L'inquadramento giuridico delle criptovalute

Il primo (necessario) passo per definire il trattamento fiscale e la collocazione contabile nel bilancio d’esercizio delle criptovalute. Vediamo come procedere…

Bitcoin, Bitcoin cash, Ether, Litecoin e Stellar ed ancora Binance Coin, Tether, Solana, Cardano e USD Coin, ecc.

Si tratta di denominazioni che ormai sono entrate nel linguaggio comune e che da tempo riempiono le pagine dei quotidiani e dei siti internet, anche quelli non specialistici: sono le criptovalute.

Quello delle valute virtuali è infatti un fenomeno in esponenziale sviluppo, ma sotto il profilo giuridico e fiscale non è stata ancora trovata una definizione che metta tutti d’accordo a livello globale.

Nei vari Stati le criptovalute sono difatti qualificate – anche se molto spesso in via provvisoria, in attesa di indentificare un inquadramento definitivo – in modo diverso, con un conseguente trattamento fiscale che non risulta chiaro e univoco.

Cosicché, ponendo come obiettivo del presente elaborato la definizione del trattamento fiscale e delle modalità di contabilizzazione nel bilancio d’esercizio delle criptovalute in Italia, preliminarmente si rende necessario provare ad inquadrare le stesse sotto il profilo giuridico.

In particolare, con tutte le difficoltà del caso, occorre indagare la natura giuridica delle criptovalute, per comprendere se possano qualificarsi come beni, valute o quant’altro.

A questo scopo, si può innanzitutto escludere che, in linea generale, le criptovalute possano, dal punto di vista giuridico, essere classificare come “beni”.

Infatti, le valute virtuali non sono riconducibili alla nozione giuridica di “bene” ex articolo 810 del codice civile, ossia alle “cose che possono formare oggetto di diritti”.

Questo perché risultano “beni” materiali, sotto il profilo giuridico, le “cose” esistenti nel mondo fisico che risultano suscettibili di percezione con sensi o strumenti materiali (ad esempio, un albero, un animale, un’automobile).

Obiettivo dichiarato 1:
Elenca gli esempi di beni materiali che il testo sulle criptovalute riporta tra parentesi.
Obiettivo dichiarato 2:
Quale articolo del codice civile cita il testo sulle criptovalute per la nozione giuridica di bene?
Obiettivo dichiarato 3:
Per ciascuna affermazione, indica se concorda con il testo sulle criptovalute e cita le parole che lo stabiliscono: (a) a livello globale esiste già una definizione giuridica e fiscale condivisa delle criptovalute; (b) le valute virtuali rientrano nella nozione giuridica di bene; (c) nei vari Stati le criptovalute sono qualificate in modo diverso.
Si usa solo il testo sulle criptovalute, senza altre fonti.

Informazioni fornite:
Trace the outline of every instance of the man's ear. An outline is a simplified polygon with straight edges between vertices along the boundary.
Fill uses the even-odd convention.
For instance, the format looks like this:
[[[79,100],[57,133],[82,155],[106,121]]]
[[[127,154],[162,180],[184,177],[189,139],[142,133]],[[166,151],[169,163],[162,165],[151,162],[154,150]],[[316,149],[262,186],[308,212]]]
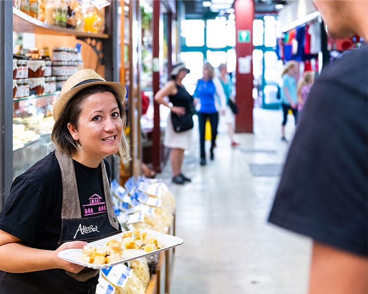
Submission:
[[[69,130],[69,132],[72,135],[73,139],[74,139],[75,141],[78,141],[79,140],[79,136],[78,136],[78,132],[74,124],[72,124],[70,122],[68,122],[68,129]]]

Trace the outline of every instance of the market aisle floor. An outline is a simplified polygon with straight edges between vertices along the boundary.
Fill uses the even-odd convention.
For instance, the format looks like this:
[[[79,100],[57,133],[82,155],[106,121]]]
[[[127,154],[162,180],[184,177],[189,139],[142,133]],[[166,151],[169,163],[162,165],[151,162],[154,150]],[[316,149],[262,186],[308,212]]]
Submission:
[[[184,239],[176,253],[172,294],[306,293],[310,241],[266,222],[288,148],[280,141],[281,113],[254,113],[254,134],[237,134],[239,147],[230,147],[220,124],[215,160],[205,167],[199,164],[195,126],[184,164],[191,183],[172,184],[169,162],[158,176],[176,196],[176,235]]]

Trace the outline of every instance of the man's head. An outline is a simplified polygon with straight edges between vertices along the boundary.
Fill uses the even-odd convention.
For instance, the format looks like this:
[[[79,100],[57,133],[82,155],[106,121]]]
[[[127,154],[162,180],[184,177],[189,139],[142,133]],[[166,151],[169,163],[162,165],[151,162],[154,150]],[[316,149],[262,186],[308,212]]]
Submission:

Risposta completa 1:
Un albero, un animale, un'automobile.

Risposta completa 2:
L'articolo 810.

Risposta completa 3:
(a) No: «non è stata ancora trovata una definizione che metta tutti d’accordo a livello globale».
(b) No: «le valute virtuali non sono riconducibili alla nozione giuridica di “bene”».
(c) Sì: «in modo diverso, con un conseguente trattamento fiscale che non risulta chiaro e univoco».